··· Given text

# scipy.special.multigammaln#

scipy.special.multigammaln(a, d)[source]#

Returns the log of multivariate gamma, also sometimes called the generalized gamma.

Parameters
andarray

The multivariate gamma is computed for each item of a.

dint

The dimension of the space of integration.

Returns
resndarray

The values of the log multivariate gamma at the given points a.

Notes

The formal definition of the multivariate gamma of dimension d for a real a is

$\Gamma_d(a) = \int_{A>0} e^{-tr(A)} |A|^{a - (d+1)/2} dA$

with the condition $$a > (d-1)/2$$, and $$A > 0$$ being the set of all the positive definite matrices of dimension d. Note that a is a scalar: the integrand only is multivariate, the argument is not (the function is defined over a subset of the real set).

This can be proven to be equal to the much friendlier equation

$\Gamma_d(a) = \pi^{d(d-1)/4} \prod_{i=1}^{d} \Gamma(a - (i-1)/2).$

References

R. J. Muirhead, Aspects of multivariate statistical theory (Wiley Series in probability and mathematical statistics).

Examples

>>> from scipy.special import multigammaln, gammaln
>>> a = 23.5
>>> d = 10
>>> multigammaln(a, d)
454.1488605074416


Verify that the result agrees with the logarithm of the equation shown above:

>>> d*(d-1)/4*np.log(np.pi) + gammaln(a - 0.5*np.arange(0, d)).sum()
454.1488605074416

······

> What to work on: In the documentation for scipy.special.multigammaln, what does the parameter d represent? You don't need the records to complete this.

··· Supplied data

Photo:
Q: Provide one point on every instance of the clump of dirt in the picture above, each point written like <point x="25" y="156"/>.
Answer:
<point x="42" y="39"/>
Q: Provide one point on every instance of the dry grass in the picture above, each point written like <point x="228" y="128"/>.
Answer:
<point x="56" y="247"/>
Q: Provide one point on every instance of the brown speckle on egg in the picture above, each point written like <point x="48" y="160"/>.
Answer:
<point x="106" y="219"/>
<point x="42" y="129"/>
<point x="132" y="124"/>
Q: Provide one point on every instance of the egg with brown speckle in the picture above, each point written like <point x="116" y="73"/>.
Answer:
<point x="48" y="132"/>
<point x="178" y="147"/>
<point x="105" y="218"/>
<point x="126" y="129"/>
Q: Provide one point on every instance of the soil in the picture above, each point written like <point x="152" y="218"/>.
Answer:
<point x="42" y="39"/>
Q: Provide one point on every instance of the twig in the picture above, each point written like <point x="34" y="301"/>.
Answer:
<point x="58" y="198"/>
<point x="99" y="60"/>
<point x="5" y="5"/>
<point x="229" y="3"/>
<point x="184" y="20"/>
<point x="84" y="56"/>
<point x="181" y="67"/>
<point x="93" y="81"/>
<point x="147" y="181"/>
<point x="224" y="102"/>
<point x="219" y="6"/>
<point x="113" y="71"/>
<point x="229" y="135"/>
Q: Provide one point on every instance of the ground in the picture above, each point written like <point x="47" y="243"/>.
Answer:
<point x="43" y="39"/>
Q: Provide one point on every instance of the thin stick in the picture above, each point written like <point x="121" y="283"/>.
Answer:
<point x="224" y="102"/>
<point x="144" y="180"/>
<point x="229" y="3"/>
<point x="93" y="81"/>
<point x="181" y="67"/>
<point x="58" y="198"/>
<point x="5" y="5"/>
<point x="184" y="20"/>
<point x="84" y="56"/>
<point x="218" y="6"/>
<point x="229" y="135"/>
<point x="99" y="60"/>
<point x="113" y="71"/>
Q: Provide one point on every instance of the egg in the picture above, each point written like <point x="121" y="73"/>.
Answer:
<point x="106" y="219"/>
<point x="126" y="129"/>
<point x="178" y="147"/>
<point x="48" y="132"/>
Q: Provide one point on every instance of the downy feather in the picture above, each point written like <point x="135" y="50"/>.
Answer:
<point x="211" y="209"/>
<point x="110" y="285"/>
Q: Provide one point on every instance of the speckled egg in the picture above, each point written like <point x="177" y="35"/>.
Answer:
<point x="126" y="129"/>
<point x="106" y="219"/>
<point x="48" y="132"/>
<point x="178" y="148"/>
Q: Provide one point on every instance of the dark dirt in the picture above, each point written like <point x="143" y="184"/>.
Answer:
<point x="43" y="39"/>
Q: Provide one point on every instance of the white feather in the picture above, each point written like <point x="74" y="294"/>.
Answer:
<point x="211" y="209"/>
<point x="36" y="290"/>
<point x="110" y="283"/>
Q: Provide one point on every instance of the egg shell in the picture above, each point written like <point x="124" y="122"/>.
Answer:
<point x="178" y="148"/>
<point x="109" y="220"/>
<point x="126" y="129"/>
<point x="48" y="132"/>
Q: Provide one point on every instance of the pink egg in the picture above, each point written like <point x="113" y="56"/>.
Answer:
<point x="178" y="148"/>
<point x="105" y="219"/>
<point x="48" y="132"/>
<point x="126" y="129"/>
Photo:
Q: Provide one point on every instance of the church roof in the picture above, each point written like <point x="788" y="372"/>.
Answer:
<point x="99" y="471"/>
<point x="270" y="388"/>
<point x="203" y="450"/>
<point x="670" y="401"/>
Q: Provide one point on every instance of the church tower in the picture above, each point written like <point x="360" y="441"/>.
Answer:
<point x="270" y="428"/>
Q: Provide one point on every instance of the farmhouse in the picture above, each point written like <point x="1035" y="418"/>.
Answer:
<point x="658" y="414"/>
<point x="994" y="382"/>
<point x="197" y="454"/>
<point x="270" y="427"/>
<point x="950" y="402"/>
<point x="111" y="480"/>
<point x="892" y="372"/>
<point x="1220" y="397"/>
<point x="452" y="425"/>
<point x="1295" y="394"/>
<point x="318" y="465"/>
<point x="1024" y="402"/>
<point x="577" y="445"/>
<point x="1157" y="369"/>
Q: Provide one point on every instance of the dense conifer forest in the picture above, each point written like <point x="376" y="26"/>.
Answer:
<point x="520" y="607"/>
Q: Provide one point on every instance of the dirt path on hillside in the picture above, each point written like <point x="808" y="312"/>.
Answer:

······

> Correct answer: The dimension of the space of integration.